* [INSTRUCTIONS TO FOLLOW] Give back the whole listing exactly as shown.

##### DATA TO PROCESS

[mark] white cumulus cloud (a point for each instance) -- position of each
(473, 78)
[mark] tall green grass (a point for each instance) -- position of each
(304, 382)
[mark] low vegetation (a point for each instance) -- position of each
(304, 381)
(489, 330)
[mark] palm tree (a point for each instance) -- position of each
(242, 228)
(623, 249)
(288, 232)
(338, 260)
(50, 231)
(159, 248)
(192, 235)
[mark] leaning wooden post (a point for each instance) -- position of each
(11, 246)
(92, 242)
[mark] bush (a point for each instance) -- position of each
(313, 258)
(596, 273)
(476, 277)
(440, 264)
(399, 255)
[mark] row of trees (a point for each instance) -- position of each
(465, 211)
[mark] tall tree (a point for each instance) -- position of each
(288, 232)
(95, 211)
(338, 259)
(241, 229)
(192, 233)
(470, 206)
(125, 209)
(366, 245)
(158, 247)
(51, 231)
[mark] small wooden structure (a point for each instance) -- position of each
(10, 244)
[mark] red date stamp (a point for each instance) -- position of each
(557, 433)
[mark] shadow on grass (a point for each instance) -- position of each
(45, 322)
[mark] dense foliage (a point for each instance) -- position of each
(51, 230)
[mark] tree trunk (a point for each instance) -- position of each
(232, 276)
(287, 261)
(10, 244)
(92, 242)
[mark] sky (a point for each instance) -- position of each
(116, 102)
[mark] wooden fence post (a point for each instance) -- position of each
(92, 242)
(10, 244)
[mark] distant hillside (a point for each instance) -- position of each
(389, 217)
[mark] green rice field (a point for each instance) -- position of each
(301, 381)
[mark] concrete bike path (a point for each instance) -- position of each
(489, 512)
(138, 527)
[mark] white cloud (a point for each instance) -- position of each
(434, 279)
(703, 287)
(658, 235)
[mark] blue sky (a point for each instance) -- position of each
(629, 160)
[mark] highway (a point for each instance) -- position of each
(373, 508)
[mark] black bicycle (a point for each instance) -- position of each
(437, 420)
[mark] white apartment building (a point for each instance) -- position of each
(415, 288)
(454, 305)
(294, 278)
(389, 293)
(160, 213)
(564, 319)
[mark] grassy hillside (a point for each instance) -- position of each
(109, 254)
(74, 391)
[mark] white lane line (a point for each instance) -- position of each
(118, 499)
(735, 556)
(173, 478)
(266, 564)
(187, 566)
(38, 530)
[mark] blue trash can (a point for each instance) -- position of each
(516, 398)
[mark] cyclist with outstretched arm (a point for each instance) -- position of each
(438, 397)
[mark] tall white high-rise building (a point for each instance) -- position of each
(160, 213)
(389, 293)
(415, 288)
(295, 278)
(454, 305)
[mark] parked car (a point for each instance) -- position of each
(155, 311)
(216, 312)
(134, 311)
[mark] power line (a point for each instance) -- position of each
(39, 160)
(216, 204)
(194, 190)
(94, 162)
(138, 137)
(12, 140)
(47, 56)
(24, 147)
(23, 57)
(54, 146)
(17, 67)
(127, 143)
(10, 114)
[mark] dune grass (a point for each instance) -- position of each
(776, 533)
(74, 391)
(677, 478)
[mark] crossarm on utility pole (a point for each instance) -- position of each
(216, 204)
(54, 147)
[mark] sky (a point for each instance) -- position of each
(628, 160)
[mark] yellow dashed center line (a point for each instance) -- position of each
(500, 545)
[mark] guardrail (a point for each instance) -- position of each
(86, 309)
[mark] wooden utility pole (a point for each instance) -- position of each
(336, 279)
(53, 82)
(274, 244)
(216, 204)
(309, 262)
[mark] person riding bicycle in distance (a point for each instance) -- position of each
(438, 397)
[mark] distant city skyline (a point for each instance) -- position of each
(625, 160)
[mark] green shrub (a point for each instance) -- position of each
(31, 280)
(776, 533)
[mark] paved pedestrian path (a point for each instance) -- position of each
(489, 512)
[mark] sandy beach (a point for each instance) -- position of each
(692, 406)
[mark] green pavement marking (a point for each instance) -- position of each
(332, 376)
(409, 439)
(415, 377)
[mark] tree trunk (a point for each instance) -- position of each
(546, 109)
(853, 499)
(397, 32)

##########

* [ANSWER TO THE EXERCISE]
[mark] white cumulus cloud (a point for each instance) -- position of each
(473, 78)
[mark] tall green grass (a point for each instance) -- position of each
(304, 382)
[mark] low vegetation (a point for each instance) -- position of each
(304, 381)
(489, 330)
[mark] palm tree (a point for each instance) -- position of each
(242, 228)
(623, 249)
(288, 232)
(338, 260)
(50, 231)
(159, 248)
(192, 235)
[mark] leaning wooden post (a point for each instance) -- position of each
(11, 246)
(92, 242)
[mark] bush (a point for each instance) -- position of each
(313, 258)
(596, 273)
(476, 277)
(440, 264)
(399, 255)
[mark] row of trees (a point for each instance) -- position of each
(465, 211)
[mark] tall tree (a point for each instance) -- position of each
(288, 232)
(95, 211)
(338, 259)
(241, 229)
(192, 233)
(470, 206)
(125, 209)
(366, 245)
(158, 247)
(51, 231)
[mark] small wooden structure (a point for each instance) -- position of each
(10, 244)
[mark] red date stamp (a point for each instance) -- position of each
(557, 433)
[mark] shadow on grass (a point for each instance) -- position of each
(45, 322)
[mark] dense foliage (a point for each instance) -- position of each
(51, 230)
[mark] tree trunk (a point for each instance) -- position of each
(232, 276)
(287, 261)
(10, 244)
(92, 242)
[mark] sky (a point for each instance) -- position of each
(116, 102)
[mark] wooden fence post (a point for each instance) -- position of each
(92, 242)
(10, 244)
[mark] distant hillside (a point for each instance) -- position of each
(389, 217)
[mark] green rice field (a point for each instance) -- position of each
(301, 381)
[mark] concrete bike path (a point for each instance) -- position of each
(489, 512)
(138, 527)
[mark] white cloud (a point for each instance) -- position of each
(434, 279)
(703, 287)
(658, 235)
[mark] blue sky (a point for each instance) -- position of each
(629, 160)
[mark] highway (a point for each instance) -- position of each
(373, 508)
[mark] black bicycle (a point for each instance) -- position of each
(437, 420)
[mark] white apartment building (a point for each instance) -- position of each
(415, 288)
(454, 305)
(294, 278)
(389, 293)
(160, 213)
(564, 319)
[mark] grassy hillside (a point for each instance) -- position of each
(109, 254)
(74, 391)
[mark] white lane line (a point for each instance) -- position of each
(118, 499)
(735, 556)
(173, 478)
(266, 564)
(187, 566)
(38, 530)
[mark] blue trash can (a point for each instance) -- position of each
(516, 398)
[mark] cyclist with outstretched arm (a point for each instance) -- position of each
(438, 397)
[mark] tall white high-rise building (a point for each instance) -- position of each
(160, 213)
(389, 293)
(415, 288)
(295, 278)
(454, 305)
[mark] parked car (a point for each instance) -- position of each
(155, 311)
(216, 312)
(134, 311)
[mark] power line (a point for each instance) -- position of each
(39, 160)
(216, 204)
(194, 190)
(94, 162)
(138, 137)
(12, 140)
(47, 56)
(24, 147)
(23, 57)
(54, 146)
(17, 67)
(127, 143)
(10, 114)
[mark] dune grass (a point for each instance) -- position of each
(776, 533)
(74, 391)
(677, 478)
[mark] crossarm on utility pole (a point for each instance) -- position of each
(216, 204)
(54, 147)
[mark] sky (a point for each instance) -- position of each
(628, 160)
[mark] yellow dashed center line (a point for each instance) -- position of each
(500, 545)
[mark] guardrail (a point for each instance) -- position of each
(86, 309)
[mark] wooden utility pole (a point for each instance) -- position of each
(336, 279)
(53, 82)
(274, 244)
(216, 204)
(309, 262)
[mark] person riding bicycle in distance (a point for each instance) -- position of each
(438, 397)
[mark] distant city skyline (a point for each instance) -- position of each
(625, 160)
[mark] green shrub (a point for each instance) -- position of each
(31, 280)
(776, 533)
[mark] paved pedestrian path (a point for each instance) -- position of each
(489, 512)
[mark] sandy beach (a point for each instance) -- position of each
(692, 406)
[mark] green pavement marking (a point for each instance) -- position of each
(332, 376)
(409, 439)
(415, 377)
[mark] tree trunk (a point for each instance) -- position of each
(546, 109)
(853, 499)
(397, 32)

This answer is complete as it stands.